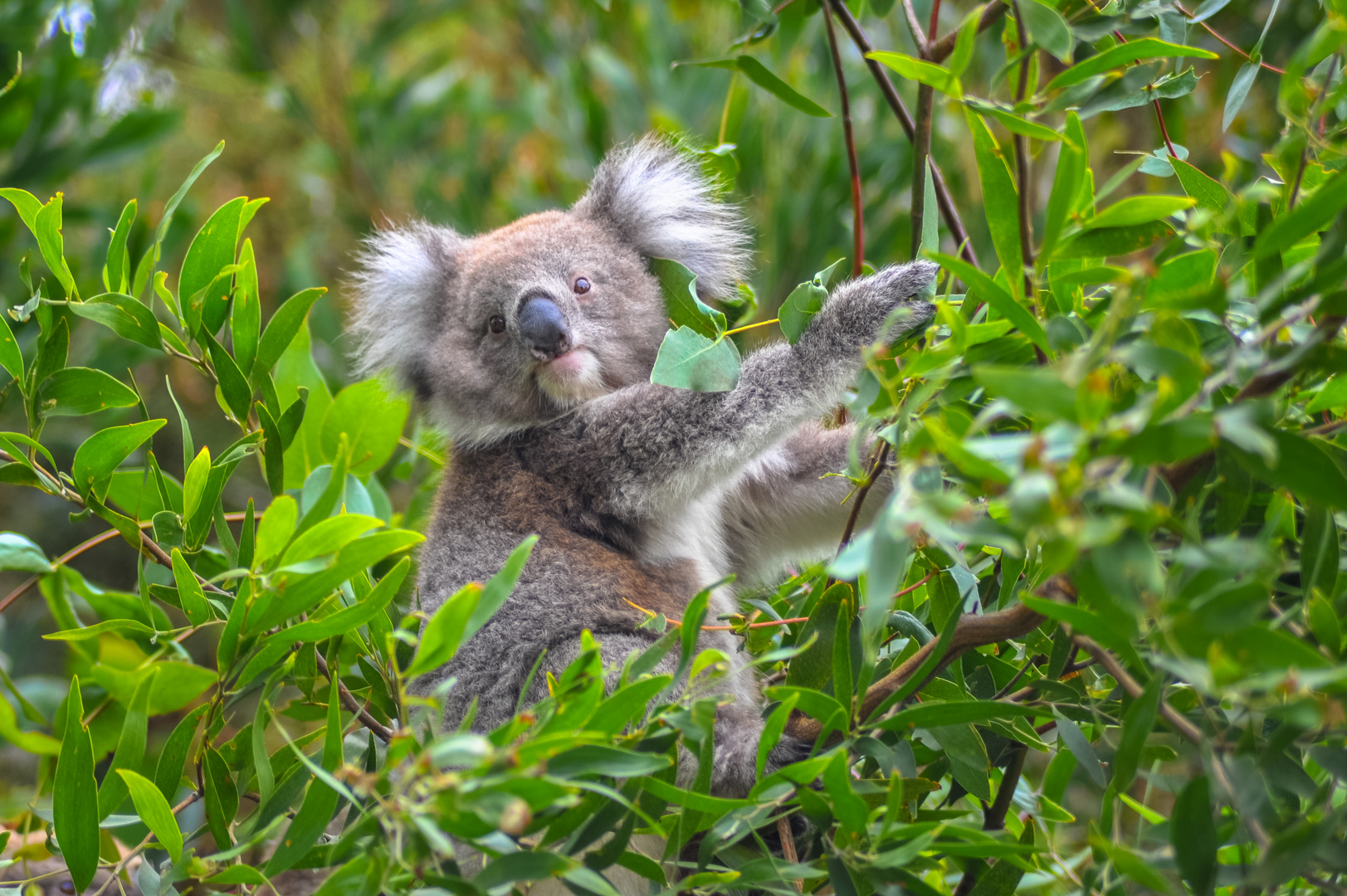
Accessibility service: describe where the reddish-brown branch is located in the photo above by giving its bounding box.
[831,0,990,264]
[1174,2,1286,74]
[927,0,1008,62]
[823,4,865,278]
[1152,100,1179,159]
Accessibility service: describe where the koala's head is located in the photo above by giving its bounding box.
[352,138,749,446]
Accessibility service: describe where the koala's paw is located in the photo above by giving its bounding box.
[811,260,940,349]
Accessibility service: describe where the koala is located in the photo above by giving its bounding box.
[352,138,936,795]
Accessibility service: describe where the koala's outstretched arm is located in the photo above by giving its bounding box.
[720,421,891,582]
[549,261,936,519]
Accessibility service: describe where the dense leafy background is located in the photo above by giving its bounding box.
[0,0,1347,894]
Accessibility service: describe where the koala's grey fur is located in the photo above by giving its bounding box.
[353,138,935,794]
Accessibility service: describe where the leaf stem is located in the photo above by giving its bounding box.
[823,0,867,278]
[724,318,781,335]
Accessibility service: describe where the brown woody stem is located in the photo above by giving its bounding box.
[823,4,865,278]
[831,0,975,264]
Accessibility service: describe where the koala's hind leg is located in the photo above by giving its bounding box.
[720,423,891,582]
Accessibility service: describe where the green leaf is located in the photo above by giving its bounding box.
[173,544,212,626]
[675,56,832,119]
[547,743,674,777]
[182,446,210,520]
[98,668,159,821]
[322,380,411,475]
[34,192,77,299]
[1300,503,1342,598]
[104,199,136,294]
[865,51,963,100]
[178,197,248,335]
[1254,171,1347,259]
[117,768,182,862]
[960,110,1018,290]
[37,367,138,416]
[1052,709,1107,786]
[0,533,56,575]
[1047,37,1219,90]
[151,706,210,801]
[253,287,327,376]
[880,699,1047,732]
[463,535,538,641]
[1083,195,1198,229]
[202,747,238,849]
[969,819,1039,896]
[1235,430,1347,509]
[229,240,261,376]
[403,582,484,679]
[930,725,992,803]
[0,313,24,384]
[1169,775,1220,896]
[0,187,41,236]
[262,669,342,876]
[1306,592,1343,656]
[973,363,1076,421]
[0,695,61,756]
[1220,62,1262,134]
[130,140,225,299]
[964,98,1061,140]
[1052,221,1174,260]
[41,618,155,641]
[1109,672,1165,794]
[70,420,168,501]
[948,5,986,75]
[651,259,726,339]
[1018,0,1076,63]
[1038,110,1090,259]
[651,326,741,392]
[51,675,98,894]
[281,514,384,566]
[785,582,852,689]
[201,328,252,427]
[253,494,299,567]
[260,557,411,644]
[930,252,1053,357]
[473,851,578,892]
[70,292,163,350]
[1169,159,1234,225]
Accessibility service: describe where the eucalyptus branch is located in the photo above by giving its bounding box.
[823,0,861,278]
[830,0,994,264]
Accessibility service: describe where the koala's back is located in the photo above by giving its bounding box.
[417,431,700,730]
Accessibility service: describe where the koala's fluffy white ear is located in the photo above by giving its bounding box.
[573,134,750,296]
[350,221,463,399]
==
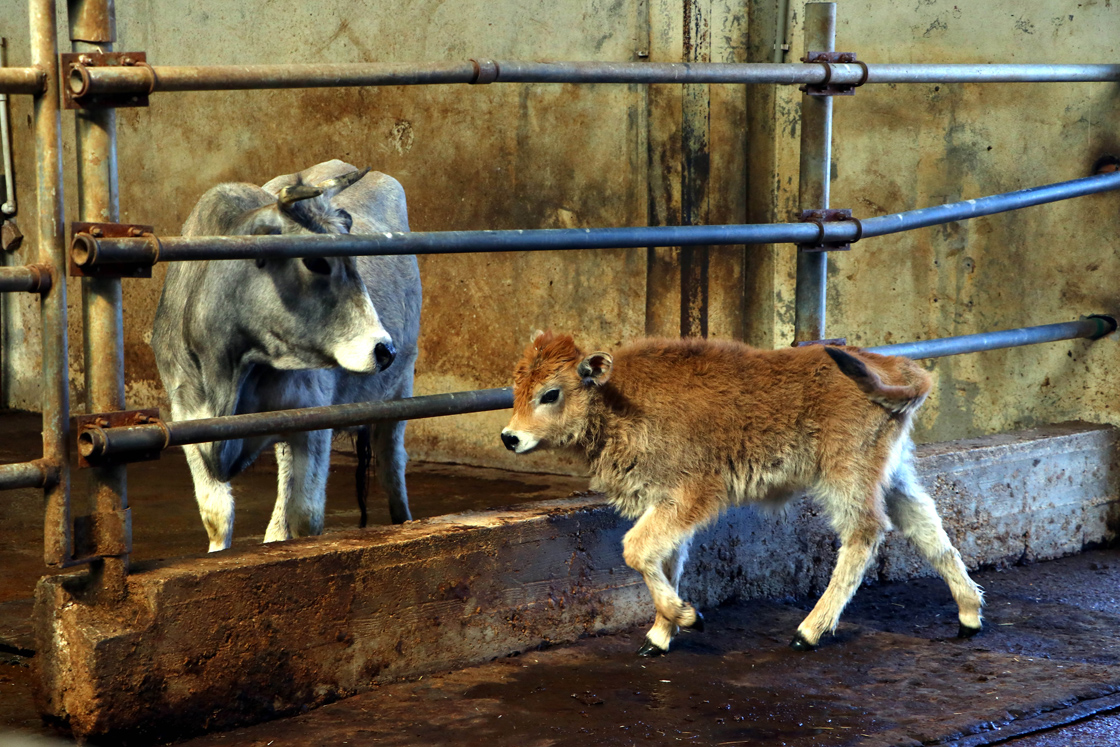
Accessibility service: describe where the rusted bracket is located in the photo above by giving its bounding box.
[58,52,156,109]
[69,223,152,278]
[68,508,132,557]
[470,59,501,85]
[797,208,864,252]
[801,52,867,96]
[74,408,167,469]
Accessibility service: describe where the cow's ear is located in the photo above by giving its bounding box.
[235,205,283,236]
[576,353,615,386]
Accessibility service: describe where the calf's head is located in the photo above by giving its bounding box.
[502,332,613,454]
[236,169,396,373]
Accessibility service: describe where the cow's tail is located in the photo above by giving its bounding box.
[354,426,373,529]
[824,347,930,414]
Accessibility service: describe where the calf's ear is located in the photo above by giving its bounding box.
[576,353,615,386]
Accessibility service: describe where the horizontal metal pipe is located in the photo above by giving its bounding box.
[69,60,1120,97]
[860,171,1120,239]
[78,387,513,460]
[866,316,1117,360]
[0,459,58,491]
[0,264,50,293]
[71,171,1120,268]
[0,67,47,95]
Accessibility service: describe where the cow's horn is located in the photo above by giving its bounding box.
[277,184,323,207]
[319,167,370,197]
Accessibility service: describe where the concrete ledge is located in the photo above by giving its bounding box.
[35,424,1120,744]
--
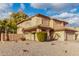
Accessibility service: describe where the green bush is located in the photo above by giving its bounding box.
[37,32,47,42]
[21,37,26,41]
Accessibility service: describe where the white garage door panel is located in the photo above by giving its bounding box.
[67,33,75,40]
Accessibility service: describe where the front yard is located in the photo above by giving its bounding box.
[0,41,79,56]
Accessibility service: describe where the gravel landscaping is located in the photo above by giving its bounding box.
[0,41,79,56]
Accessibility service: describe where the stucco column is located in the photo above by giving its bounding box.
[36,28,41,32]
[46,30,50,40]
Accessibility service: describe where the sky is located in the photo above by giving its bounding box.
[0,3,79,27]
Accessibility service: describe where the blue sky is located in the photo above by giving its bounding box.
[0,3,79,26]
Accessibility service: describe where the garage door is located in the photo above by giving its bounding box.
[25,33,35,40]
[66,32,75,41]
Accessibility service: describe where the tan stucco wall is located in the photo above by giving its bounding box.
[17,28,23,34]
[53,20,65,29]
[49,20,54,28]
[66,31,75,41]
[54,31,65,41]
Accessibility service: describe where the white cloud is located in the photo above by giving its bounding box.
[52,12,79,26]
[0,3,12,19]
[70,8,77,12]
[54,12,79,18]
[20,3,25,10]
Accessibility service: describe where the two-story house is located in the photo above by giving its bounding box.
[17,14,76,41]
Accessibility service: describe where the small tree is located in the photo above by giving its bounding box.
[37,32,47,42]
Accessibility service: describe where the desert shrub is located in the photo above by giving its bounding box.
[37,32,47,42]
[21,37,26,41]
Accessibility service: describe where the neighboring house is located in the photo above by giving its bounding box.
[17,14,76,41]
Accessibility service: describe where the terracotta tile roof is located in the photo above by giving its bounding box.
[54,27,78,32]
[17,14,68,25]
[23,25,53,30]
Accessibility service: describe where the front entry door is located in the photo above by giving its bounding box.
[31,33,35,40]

# Task to carry out
Repeat the data above exactly as it appears, from the line containing "Accessibility service: describe where the concrete" through the line containing "[35,424,1120,744]", with both of those lines included.

# Exercise solution
Accessibility service: describe where the concrete ledge is located in the photo above by giving its bounding box.
[35,424,1120,744]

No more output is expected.